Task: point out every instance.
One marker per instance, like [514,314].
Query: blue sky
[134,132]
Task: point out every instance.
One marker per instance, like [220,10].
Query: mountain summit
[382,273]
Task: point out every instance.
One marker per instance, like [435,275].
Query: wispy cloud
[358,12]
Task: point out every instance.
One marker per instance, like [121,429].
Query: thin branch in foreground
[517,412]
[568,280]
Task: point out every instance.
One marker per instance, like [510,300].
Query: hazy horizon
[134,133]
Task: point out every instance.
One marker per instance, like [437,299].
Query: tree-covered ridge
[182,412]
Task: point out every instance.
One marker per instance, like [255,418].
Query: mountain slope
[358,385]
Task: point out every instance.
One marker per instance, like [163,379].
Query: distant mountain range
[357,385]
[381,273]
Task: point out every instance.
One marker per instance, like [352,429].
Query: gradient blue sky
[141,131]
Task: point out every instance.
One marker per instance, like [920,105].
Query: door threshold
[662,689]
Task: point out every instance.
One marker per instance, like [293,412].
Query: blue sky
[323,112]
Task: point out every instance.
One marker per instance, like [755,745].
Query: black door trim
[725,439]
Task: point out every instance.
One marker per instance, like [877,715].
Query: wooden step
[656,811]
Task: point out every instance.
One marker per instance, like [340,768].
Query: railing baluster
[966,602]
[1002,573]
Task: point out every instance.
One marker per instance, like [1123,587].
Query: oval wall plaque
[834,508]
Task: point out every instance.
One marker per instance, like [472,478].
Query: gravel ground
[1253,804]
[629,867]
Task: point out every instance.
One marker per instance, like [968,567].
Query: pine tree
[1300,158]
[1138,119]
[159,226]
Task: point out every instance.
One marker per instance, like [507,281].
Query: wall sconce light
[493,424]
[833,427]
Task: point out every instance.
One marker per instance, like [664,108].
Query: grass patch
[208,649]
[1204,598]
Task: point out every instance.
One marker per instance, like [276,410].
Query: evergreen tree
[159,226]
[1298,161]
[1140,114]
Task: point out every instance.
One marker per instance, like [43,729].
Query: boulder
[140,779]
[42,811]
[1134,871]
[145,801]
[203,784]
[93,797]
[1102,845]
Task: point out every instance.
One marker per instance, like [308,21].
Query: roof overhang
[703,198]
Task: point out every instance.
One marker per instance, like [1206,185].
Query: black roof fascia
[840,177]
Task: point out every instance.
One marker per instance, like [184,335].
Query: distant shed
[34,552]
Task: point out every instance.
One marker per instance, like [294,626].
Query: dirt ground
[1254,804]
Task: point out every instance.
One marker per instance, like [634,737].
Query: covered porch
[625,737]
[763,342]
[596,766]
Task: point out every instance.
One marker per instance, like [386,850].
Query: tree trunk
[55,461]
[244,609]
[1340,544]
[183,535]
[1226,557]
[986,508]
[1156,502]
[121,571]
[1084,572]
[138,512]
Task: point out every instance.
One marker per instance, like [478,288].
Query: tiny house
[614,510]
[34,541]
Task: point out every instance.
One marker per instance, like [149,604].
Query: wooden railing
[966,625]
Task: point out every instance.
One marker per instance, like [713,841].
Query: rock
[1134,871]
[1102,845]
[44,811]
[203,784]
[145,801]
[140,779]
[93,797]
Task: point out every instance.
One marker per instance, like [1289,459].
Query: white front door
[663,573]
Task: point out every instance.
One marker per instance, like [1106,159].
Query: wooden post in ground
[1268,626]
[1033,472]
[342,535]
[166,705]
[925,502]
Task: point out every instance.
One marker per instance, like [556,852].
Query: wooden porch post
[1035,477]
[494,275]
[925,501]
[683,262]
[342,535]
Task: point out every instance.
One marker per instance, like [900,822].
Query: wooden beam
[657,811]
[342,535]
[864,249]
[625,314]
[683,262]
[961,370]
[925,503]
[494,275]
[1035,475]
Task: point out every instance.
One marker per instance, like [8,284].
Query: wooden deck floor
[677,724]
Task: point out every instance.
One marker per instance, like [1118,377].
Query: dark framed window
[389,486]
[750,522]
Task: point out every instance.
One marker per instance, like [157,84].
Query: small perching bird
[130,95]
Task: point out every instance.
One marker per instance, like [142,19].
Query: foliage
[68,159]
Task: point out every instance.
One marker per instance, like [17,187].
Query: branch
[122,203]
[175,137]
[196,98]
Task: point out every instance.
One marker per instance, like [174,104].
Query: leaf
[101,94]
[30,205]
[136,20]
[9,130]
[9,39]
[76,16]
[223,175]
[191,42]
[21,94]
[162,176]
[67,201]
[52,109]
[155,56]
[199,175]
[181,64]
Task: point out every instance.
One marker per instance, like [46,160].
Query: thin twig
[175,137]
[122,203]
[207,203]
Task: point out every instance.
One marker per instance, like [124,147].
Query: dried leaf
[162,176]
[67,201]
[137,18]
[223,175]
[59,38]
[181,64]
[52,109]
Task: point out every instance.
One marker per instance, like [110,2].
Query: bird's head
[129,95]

========================================================================

*Task statement:*
Write out the records shown above, exactly as they appear.

*Solution for this task:*
Task: point out every instance.
One marker per instance, like [514,314].
Query: blue sky
[134,132]
Task: point out every instance.
One marker per instance, like [220,10].
Query: mountain summit
[382,273]
Task: point out every instance.
One marker per instance, like [435,275].
Query: wispy cloud
[358,12]
Task: point out every instance.
One marker per instance, like [121,429].
Query: thin branch in foreground
[517,412]
[568,280]
Task: point out every instance.
One marker per instance, like [510,300].
Query: hazy horizon
[134,133]
Task: point out every instance.
One marker per instance, like [437,299].
Query: tree-covered ridge
[182,412]
Task: point out every instance.
One marker per instance, like [255,418].
Query: mountain slope
[358,385]
Task: point out every instance.
One marker per instance, like [163,379].
Query: distant mountain range
[357,385]
[381,273]
Task: point out every instance.
One marker per instance, like [352,429].
Query: gradient blue sky
[141,131]
Task: point out every instance.
One marker per instance, like [920,105].
Query: door threshold
[662,689]
Task: point out every instance.
One marker per instance, like [293,412].
Query: blue sky
[323,112]
Task: point out every instance.
One marker per instance, like [755,745].
Query: black door trim
[725,439]
Task: point out every instance.
One marker per instance, like [877,715].
Query: wooden step
[656,811]
Task: point out every instance.
One marker per instance, like [340,768].
Query: railing baluster
[966,602]
[1002,573]
Task: point out every instance.
One marker per instance, like [1123,587].
Query: oval wall plaque
[834,508]
Task: point out every instance.
One marker per instance, like [472,478].
Query: gravel ground
[1253,804]
[629,867]
Task: point out every instance.
One marker per instance, like [968,567].
Query: pine tree
[1300,158]
[1138,119]
[159,226]
Task: point out every instance.
One marker per instance, like [507,281].
Query: wall sconce light
[493,424]
[833,427]
Task: point out every instance.
One marker per instance, like [664,108].
Query: grass patch
[208,649]
[1204,598]
Task: point out every instance.
One marker per instance, like [276,410].
Query: evergreen tree
[159,226]
[1298,161]
[1140,114]
Task: point out every instance.
One marker per instance, like [43,729].
Query: boulder
[140,779]
[42,811]
[1134,871]
[145,801]
[203,784]
[93,797]
[1102,845]
Task: point out every instance.
One marker per instance, like [308,21].
Query: roof overhang
[703,198]
Task: point out every instance.
One marker per instance, like [1206,185].
Query: black roof fascia
[840,177]
Task: point out every instance.
One marker per instance, like [184,335].
Query: distant shed
[34,552]
Task: point out every instance.
One marker per instance, like [294,626].
Query: dirt ground
[1254,804]
Task: point out every instance.
One marker per instance, like [634,737].
Query: covered porch
[625,737]
[763,342]
[596,766]
Task: point out every instance.
One marker per instance, like [386,850].
Query: tree trunk
[55,461]
[244,609]
[1340,544]
[183,535]
[1226,557]
[986,508]
[1156,502]
[121,571]
[1084,572]
[138,512]
Task: point out every instance.
One marker per instance, like [478,288].
Query: tiny house
[614,510]
[34,541]
Task: point out every instance.
One marker per instance, like [149,604].
Query: wooden railing
[966,625]
Task: point out every instance.
One marker per instance, like [713,841].
Query: rock
[1134,871]
[1102,845]
[44,811]
[203,784]
[145,801]
[140,779]
[93,797]
Task: point out every instance.
One marker per instance, like [1289,459].
Query: white front door
[663,573]
Task: point out every instance.
One marker per instance, like [1106,159].
Query: wooden post in ground
[1268,626]
[1033,472]
[342,535]
[166,705]
[925,502]
Task: point out every instance.
One marker per instance, like [556,852].
Query: wooden porch post
[1035,477]
[494,275]
[925,501]
[683,262]
[342,535]
Task: point out every instance.
One marker per instance, like [900,822].
Query: wooden beam
[657,811]
[342,535]
[864,249]
[625,314]
[683,262]
[961,370]
[925,503]
[494,275]
[1035,475]
Task: point out every instance.
One marker per instance, like [8,284].
Query: wooden deck floor
[677,724]
Task: point out every instance.
One marker per instance, like [1118,377].
Query: dark framed window
[389,486]
[750,522]
Task: point out every instance.
One marker per instance, like [157,84].
Query: small perching bird
[130,95]
Task: point out every instance.
One marker per instance, like [142,19].
Query: foliage
[68,159]
Task: point out every instance.
One marker per instance, like [17,187].
Query: branch
[122,203]
[175,137]
[196,98]
Task: point out every instance.
One marker per instance, like [174,104].
Query: leaf
[101,94]
[30,205]
[136,20]
[9,130]
[9,39]
[76,16]
[223,175]
[191,42]
[21,94]
[162,176]
[67,201]
[52,109]
[155,56]
[199,175]
[181,64]
Task: point out every instance.
One marker per instance, like [46,160].
Query: thin twig
[175,137]
[122,203]
[207,203]
Task: point out every instance.
One marker per instance, like [124,147].
Query: dried leaf
[162,176]
[67,201]
[137,18]
[223,175]
[59,38]
[181,64]
[52,109]
Task: point out every instance.
One marker per instance, like [110,2].
Query: bird's head
[129,95]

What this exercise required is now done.